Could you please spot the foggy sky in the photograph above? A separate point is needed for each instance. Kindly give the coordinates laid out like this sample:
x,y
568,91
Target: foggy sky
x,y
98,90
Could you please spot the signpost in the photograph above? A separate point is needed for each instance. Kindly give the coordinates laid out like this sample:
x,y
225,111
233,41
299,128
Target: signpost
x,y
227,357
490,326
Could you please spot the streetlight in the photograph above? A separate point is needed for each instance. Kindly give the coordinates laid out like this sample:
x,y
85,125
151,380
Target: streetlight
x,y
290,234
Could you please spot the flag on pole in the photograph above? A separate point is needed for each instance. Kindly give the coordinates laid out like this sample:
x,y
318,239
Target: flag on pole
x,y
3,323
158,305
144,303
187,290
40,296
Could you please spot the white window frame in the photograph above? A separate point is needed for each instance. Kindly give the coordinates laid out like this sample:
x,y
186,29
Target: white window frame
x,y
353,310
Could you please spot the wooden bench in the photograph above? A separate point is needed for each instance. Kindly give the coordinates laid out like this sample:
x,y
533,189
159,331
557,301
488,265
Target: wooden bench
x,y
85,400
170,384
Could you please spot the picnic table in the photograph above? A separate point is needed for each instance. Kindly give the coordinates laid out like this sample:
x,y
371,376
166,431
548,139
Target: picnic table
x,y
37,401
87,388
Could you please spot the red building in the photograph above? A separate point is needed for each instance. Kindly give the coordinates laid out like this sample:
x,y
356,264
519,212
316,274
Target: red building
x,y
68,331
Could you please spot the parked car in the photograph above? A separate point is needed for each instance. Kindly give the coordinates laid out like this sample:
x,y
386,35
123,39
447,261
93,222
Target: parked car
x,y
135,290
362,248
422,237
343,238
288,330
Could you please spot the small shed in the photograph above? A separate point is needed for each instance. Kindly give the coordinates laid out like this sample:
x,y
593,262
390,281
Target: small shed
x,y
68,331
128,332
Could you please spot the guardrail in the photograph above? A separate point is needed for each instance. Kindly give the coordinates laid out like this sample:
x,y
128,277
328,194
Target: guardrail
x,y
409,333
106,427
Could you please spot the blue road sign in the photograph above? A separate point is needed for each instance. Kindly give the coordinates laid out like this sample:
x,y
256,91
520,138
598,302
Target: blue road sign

- - -

◆ **BRIEF**: Please tally the lines of the material that contain the word "road", then give the total alone.

◆ **ANSWER TO THIS EXERCISE**: 2